On Sunday, January 31, helicopters from the US armed forces arrived to begin airlifting patients to hospitals in the north of Haiti and to US Navy ship hospitals, and every day after that, one to six helicopters a day carried patients to other accommodations.

“The USS Comfort took on a number of our patients. The Dominican Republican government did want to get these patients off their hands. By the time I left on Wednesday [February 3], there were probably less than 100 patients there,” said Jason.

The trauma of going on helicopters was magnified for many patients, as only patients under the age of 20 were allowed to have one relative accompany them. One young woman, 24, whom Jason had prepped, was being airlifted out. Her only surviving relative was one brother, and she did not want to leave him. Making a last minute decision in the midst of it all, “I just said to [the brother], ‘Don’t let go of the stretcher.’ And he just got on the helicopter with his sister and he gave me a big thumbs up. The way I’ve been thinking about it,” said Jason, “is that if I wasn’t there right then, that wouldn’t have happened and they never would have seen each other again. I really believe that. We had people getting on helicopters not even knowing where they were going. These people are so poor and don’t have the communications we do.”

The language barriers did not prevent the nurses and patients from bonding, and saying good-bye to the patients was difficult, Jason found. “I became so connected with my patients, and it was hard, not knowing what will happen to them next. Once the medical issues are dealt with, they have the loss and the poverty to deal with still, and the rebuilding of their homes.”

- **THE DATA**:
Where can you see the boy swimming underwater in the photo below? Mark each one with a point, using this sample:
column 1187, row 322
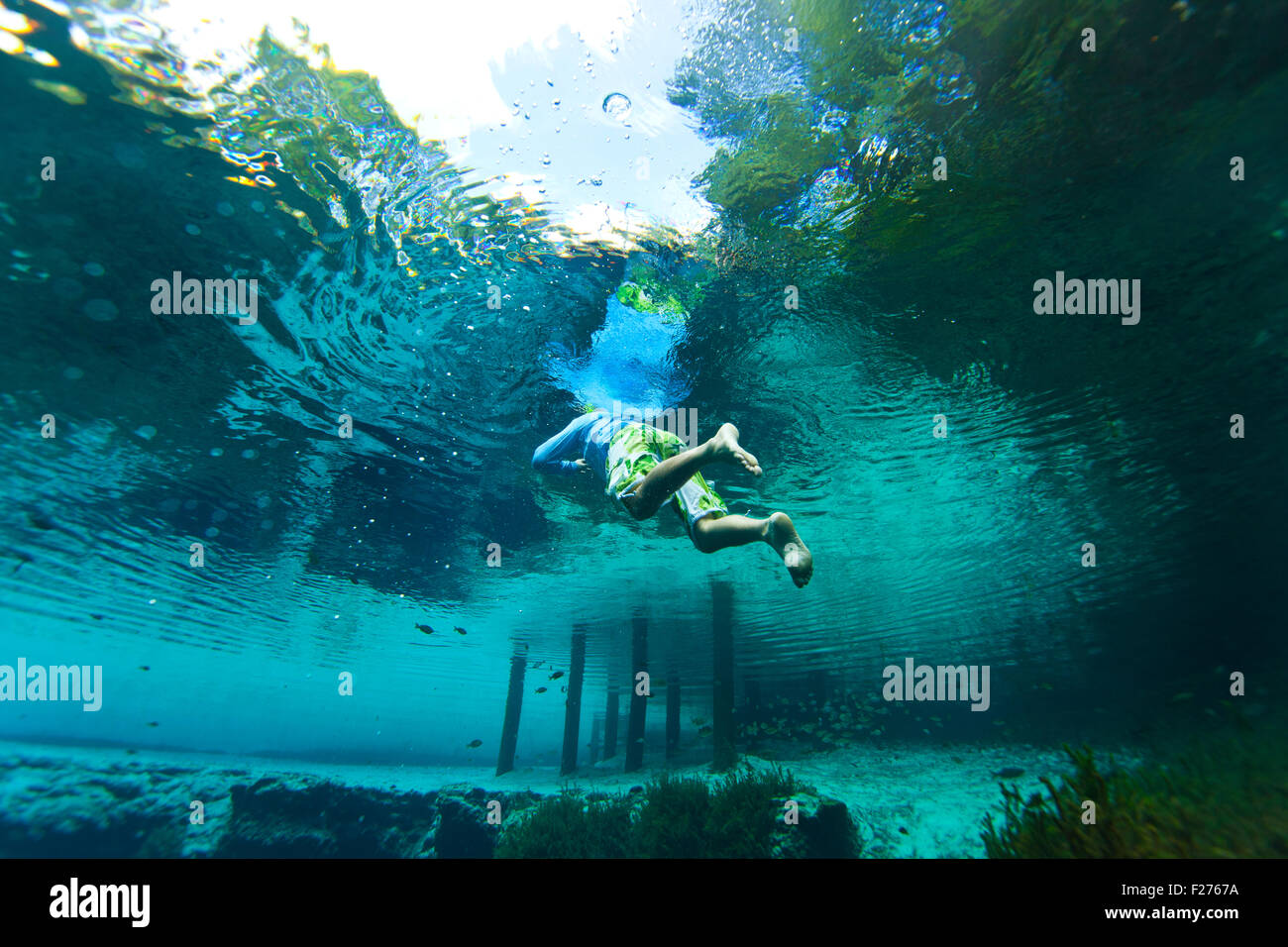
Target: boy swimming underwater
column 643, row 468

- **APPLY WHAT YOU READ**:
a - Rewrite the part of the passage on the Haiti airlift that opens with the words "On Sunday, January" and closes with "to other accommodations.", replacing "helicopters" with "aircraft".
b - According to the passage on the Haiti airlift, which patients could have one relative accompany them on the helicopters?

- **YOUR RESPONSES**:
a -
On Sunday, January 31, aircraft from the US armed forces arrived to begin airlifting patients to hospitals in the north of Haiti and to US Navy ship hospitals, and every day after that, one to six aircraft a day carried patients to other accommodations.

b - Only patients under the age of 20.